Reproduce the forum discussion below word for word, from "Of course it" to "or different opinions.".

__Source text__
━━━━
Posted Apr 4, 2006 17:16 UTC (Tue) by dw (subscriber, #12017) [Link]

One last side note on the malware front: Microsoft now has much better infrastructure (in the form of sub UIDs in Vista, and Microsoft Antispyware for XP) in place for dealing with this threat, whereas the likes of OS X and Linux have none. It's another old mantra, but I believe it is still true: Linux is still yet to feel the full force of malware.

Microsoft starts supporting, er, Linux (Register)

Posted Apr 4, 2006 18:36 UTC (Tue) by tzafrir (subscriber, #11501) [Link]

Windows has a very poor software distribution mechanism to begin with.

A strict white-list of checksums will mean you can't easily deploy tools. Not to mention you can run just about anything without actually executing it (bash, perl, python, ld-linux, you name it).

And then there are "manual" scripts of human engineering.

Microsoft starts supporting, er, Linux (Register)

Posted Apr 4, 2006 20:33 UTC (Tue) by mmarq (guest, #2332) [Link]

The machine i type my posts on, dont has a glitch since 2001 of virtue of staying out of early betas on it, and only with a rather basic firewall and no virus scan because i patch, or better said, update frequently.

Of course it has "some" management on it, nothing remotely comparable to other WinXP machines i worked on, and it has stayed on for weeks in a row in a "cable" direct connetion to the net without a problem ( a big "worry" in XP), thought usually i do it trough my NAT routed home network... and quite frankly KDE 3.4/5 series is much more joyfull than the XP environment.

The only occasional problem compared to WinXP is hardware device support!

Its nice to have Windows users on this forum, IMO,... its always nice to ear from the other side and or different opinions.
━━━━
__Data excerpts__
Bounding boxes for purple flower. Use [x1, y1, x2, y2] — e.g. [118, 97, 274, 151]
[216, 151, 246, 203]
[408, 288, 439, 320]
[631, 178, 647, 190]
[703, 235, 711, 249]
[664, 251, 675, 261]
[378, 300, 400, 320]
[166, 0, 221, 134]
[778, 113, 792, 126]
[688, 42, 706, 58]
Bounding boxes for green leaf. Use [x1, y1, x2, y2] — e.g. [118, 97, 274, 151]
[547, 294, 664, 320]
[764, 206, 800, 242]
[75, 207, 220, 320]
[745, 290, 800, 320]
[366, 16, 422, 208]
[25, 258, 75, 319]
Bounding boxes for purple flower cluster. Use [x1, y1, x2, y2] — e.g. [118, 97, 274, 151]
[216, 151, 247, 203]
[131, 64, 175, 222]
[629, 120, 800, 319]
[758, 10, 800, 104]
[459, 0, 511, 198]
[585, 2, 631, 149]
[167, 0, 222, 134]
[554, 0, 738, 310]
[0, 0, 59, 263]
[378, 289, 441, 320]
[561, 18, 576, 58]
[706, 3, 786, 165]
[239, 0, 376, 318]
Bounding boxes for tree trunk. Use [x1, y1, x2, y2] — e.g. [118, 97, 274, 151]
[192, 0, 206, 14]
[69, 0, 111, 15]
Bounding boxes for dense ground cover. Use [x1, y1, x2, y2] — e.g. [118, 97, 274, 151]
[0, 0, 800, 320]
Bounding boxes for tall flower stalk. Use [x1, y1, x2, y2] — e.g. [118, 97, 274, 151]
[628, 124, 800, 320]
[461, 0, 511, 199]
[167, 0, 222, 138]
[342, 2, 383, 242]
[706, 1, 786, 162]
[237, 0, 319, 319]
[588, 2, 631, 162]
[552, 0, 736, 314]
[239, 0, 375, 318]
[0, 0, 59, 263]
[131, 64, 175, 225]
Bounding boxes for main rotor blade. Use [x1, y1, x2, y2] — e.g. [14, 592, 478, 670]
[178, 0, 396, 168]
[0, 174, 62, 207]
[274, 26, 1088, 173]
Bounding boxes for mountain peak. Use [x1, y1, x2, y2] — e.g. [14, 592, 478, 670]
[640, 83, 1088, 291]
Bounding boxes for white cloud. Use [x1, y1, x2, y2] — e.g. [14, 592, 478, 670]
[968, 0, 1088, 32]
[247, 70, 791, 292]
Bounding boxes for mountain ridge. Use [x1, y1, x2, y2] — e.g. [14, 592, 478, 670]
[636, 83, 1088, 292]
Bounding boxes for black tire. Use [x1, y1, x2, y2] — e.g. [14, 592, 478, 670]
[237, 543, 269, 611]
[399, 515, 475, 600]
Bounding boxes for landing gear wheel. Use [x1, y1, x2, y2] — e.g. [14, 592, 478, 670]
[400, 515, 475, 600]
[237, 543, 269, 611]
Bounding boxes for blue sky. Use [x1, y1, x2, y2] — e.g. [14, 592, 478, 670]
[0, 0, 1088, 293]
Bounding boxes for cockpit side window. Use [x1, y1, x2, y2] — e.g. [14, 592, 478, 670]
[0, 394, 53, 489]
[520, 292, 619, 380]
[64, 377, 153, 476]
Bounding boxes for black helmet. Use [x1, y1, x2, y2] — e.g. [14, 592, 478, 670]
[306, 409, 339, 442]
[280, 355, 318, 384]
━━━━
__Task output__
Of course it has "some" management on it, nothing remotely comparable to other WinXP machines i worked on, and it has stayed on for weeks in a row in a "cable" direct connetion to the net without a problem ( a big "worry" in XP), thought usually i do it trough my NAT routed home network... and quite frankly KDE 3.4/5 series is much more joyfull than the XP environment.

The only occasional problem compared to WinXP is hardware device support!

Its nice to have Windows users on this forum, IMO,... its always nice to ear from the other side and or different opinions.